Installing and Using a Sequence-based Naming Format for Entities, Experiments, and other models

What is a Sequence?

A sequence is a concept in databases and applications that allows software to calculate a new unique value in sequential order, generally used as a unique identifier. The most common sequence is an integer-based sequence.

Why is a Sequence useful?

A challenging aspect of managing large datasets, in the lab or otherwise, is the need to uniquely identify a record. Whether that record is a patient, extracted DNA, or a lab container, it is generally useful to be able to uniquely identify the record of interest in a software application. One challenge in paper-based and Excel processes is that generating unique names reliably can be hard. If the name is composed from properties of the record - rather than using a sequence number - it is likely that a user might calculate a duplicate name. For example, if you have extracted DNA samples and attempt to use the date and time to make the sample name unique, the precision of the date and time might lead to duplicate names. (DNA_07042024_1130) If the timestamp in the name is only specified to the minute, creating more than 1 sample per minute can result in records with identical names while representing different physical samples in the lab. There are other challenges in encoding record properties into the name (Which timezone will an embedded timestamp use? What about Daylight Savings Time?) that make sequences a better option for naming in software.

What other identifiers are available in L7|ESP?

The primary ways to identify a record in ESP are as follows:

Resource name
Resource UUID
Resource Barcode
Database Primary Key for table of interest

The name for any record in L7|ESP is stored in the resource record for that model in the database (resource table, name column). The resource name is generally where sequence-based naming formats are applied, although most resources have other options for naming like user entered free-text or context based naming formats for things like samples where the child number relative to the parent sample can be calculated and incorporated into the name. It is important to keep in mind the tradeoffs of not using a sequence based name. Carefully consider the possibility of calculating a duplicate name and the impact that might have on the users.

Alongside the name record in the resource table, a uniquely incrementing integer is maintained called the resource_id. This is the database resource table's Primary Key. This is a common database technique to efficiently join relationships between various tables in applications. The resource_id is primarily intended for developer use and is not generally displayed in the browser user interface.

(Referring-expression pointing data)
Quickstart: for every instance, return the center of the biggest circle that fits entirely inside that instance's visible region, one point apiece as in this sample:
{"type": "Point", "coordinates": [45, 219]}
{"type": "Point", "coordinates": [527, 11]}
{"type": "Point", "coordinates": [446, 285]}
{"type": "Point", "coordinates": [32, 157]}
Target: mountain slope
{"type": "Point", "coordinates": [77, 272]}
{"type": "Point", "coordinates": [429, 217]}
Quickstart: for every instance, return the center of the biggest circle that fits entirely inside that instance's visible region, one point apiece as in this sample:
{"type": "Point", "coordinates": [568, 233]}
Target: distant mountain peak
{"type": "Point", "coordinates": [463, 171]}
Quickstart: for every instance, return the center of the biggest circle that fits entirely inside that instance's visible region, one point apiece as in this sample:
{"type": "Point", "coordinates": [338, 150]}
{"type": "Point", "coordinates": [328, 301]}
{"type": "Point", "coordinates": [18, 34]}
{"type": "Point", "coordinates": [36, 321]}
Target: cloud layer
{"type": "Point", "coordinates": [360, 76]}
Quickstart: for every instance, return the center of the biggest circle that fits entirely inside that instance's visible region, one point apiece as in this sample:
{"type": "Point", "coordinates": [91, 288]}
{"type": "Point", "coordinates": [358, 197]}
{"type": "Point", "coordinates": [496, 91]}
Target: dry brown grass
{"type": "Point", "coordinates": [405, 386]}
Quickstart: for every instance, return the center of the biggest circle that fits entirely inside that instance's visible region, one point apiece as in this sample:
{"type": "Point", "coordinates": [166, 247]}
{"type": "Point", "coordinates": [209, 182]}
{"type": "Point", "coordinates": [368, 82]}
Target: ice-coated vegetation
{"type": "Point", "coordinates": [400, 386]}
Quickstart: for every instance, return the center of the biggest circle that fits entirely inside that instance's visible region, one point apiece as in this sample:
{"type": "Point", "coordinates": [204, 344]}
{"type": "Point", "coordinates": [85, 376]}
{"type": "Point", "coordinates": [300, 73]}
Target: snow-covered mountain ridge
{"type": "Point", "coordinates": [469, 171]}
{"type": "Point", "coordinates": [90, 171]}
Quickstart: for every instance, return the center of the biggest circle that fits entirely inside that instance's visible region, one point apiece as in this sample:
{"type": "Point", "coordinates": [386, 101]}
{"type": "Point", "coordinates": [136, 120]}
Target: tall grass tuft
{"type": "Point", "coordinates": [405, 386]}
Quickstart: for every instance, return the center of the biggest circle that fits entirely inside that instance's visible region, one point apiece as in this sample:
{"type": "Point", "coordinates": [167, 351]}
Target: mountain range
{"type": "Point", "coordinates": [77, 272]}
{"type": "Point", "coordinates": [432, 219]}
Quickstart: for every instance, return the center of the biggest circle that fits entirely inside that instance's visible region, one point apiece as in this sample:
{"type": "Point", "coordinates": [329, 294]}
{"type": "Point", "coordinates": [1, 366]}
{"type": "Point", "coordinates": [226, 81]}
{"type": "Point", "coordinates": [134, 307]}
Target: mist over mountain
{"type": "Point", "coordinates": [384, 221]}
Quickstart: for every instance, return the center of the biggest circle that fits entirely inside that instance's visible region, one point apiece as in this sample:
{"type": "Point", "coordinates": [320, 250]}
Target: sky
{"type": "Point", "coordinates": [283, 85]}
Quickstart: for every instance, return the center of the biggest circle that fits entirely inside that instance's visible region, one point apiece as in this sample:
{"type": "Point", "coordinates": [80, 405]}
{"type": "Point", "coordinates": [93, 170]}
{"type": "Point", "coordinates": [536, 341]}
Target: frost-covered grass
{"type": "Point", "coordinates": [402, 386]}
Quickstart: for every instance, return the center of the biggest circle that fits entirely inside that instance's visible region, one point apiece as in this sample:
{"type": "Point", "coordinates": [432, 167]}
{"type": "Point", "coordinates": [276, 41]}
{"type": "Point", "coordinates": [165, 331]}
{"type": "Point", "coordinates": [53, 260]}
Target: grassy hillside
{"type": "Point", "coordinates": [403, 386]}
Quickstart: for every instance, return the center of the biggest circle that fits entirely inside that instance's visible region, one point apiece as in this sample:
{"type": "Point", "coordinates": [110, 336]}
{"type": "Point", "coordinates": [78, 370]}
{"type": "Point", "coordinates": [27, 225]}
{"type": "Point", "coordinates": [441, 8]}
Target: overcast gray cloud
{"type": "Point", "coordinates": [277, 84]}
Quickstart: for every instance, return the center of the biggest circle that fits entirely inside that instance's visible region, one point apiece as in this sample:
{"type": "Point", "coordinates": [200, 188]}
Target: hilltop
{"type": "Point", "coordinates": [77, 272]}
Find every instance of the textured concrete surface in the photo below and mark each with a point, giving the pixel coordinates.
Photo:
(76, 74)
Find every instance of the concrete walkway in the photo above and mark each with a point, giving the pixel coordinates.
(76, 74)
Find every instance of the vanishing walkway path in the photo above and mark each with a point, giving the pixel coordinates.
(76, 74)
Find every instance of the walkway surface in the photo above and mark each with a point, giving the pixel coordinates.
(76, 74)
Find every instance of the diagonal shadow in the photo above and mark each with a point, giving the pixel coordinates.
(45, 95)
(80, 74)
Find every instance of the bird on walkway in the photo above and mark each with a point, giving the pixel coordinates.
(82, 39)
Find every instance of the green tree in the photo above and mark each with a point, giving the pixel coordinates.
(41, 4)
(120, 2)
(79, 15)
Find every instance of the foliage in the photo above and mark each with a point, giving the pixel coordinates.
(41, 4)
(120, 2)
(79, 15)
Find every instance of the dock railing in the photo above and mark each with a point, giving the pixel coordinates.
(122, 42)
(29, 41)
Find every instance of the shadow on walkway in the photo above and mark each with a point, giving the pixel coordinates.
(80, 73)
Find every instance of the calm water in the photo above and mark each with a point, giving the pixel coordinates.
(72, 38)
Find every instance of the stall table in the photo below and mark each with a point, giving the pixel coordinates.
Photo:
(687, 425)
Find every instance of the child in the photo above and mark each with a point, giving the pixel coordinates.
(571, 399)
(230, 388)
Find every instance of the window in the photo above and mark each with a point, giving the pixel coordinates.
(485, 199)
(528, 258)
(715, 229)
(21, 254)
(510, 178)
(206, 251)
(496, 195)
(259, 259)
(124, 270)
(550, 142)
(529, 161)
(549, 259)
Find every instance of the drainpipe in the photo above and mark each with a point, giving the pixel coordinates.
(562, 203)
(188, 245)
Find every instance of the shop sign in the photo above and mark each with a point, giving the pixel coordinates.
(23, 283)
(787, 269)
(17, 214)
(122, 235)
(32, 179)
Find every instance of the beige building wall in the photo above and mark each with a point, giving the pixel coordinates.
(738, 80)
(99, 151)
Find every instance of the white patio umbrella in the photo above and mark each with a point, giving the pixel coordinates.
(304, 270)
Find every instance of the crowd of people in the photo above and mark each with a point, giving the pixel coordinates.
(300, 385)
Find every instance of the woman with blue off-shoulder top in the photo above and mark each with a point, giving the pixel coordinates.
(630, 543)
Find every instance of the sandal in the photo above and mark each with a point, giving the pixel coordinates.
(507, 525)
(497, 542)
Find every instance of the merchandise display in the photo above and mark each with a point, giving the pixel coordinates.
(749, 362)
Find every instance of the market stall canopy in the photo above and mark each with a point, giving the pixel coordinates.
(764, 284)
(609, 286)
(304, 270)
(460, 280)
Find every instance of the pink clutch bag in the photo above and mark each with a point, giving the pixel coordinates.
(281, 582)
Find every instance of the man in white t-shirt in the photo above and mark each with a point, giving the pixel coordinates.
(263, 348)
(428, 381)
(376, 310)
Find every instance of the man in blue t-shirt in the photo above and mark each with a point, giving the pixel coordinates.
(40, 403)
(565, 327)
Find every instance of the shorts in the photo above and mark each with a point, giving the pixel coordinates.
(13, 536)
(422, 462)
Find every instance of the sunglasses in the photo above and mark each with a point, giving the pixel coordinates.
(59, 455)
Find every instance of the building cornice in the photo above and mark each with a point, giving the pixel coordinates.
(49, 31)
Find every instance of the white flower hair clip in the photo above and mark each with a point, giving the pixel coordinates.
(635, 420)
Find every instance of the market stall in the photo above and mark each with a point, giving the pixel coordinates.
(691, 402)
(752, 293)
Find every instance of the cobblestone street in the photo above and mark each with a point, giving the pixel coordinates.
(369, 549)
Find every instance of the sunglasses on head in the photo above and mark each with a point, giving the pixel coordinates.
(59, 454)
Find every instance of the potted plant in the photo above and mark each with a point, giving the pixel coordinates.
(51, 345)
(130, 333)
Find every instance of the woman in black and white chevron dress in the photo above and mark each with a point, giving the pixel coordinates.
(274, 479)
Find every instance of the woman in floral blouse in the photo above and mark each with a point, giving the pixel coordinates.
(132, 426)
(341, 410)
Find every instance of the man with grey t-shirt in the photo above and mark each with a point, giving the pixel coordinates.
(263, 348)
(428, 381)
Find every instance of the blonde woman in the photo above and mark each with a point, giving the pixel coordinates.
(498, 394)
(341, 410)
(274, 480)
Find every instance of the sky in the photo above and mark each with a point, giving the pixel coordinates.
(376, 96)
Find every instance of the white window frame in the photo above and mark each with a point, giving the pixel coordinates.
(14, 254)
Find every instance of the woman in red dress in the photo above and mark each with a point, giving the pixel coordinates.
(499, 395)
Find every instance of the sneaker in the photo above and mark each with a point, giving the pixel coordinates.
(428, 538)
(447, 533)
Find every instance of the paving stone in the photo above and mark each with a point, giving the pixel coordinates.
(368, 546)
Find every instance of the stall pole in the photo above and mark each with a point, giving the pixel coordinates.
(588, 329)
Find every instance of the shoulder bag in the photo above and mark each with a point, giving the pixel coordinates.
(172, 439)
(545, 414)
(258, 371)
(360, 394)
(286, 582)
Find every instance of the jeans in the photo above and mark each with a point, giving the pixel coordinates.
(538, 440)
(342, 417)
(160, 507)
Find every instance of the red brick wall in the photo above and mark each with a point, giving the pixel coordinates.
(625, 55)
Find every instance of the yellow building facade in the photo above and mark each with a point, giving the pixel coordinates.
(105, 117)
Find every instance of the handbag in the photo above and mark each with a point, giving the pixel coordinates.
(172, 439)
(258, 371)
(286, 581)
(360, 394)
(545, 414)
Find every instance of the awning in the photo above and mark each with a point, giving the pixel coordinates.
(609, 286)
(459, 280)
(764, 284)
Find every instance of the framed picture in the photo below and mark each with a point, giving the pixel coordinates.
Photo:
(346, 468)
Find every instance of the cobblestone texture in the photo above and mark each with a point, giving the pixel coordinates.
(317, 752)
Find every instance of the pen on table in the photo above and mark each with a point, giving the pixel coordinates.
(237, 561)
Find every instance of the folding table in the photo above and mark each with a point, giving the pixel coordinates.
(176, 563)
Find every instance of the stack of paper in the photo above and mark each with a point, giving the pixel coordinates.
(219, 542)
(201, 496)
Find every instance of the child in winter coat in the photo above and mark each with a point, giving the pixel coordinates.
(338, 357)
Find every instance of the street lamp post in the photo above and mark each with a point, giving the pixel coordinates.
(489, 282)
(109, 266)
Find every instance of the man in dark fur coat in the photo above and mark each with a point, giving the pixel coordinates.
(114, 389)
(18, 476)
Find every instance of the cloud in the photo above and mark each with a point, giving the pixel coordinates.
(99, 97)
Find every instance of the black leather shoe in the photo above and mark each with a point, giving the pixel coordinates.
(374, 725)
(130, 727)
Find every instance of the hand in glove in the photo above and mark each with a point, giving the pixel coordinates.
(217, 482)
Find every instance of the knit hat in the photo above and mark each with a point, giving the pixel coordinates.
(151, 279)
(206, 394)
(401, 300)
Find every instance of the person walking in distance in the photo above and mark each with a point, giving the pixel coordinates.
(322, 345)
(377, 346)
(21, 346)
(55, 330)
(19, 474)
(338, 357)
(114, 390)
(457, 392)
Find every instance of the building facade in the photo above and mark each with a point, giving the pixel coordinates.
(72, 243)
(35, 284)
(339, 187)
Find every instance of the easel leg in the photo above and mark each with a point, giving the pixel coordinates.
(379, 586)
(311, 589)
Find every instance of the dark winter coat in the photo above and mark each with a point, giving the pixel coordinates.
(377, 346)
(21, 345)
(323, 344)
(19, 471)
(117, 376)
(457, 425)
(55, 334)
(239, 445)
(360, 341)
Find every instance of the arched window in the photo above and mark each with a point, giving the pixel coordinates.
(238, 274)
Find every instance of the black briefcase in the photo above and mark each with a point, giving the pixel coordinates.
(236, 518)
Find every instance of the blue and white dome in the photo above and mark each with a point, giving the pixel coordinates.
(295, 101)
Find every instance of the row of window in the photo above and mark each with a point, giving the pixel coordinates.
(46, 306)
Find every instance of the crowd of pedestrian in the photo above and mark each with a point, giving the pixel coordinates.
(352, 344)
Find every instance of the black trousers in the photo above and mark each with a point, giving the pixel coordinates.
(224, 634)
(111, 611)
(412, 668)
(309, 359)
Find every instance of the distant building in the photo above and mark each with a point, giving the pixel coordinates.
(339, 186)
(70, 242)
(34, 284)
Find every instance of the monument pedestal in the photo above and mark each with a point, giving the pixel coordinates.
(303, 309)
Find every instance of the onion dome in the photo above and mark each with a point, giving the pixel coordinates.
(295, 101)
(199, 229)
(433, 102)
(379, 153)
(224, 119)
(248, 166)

● **Try it**: List the primary ways to identify a record in ESP that the page on sequence-based naming gives. The records are separate from the page on sequence-based naming.

● **Solution for this problem**:
Resource name
Resource UUID
Resource Barcode
Database Primary Key for table of interest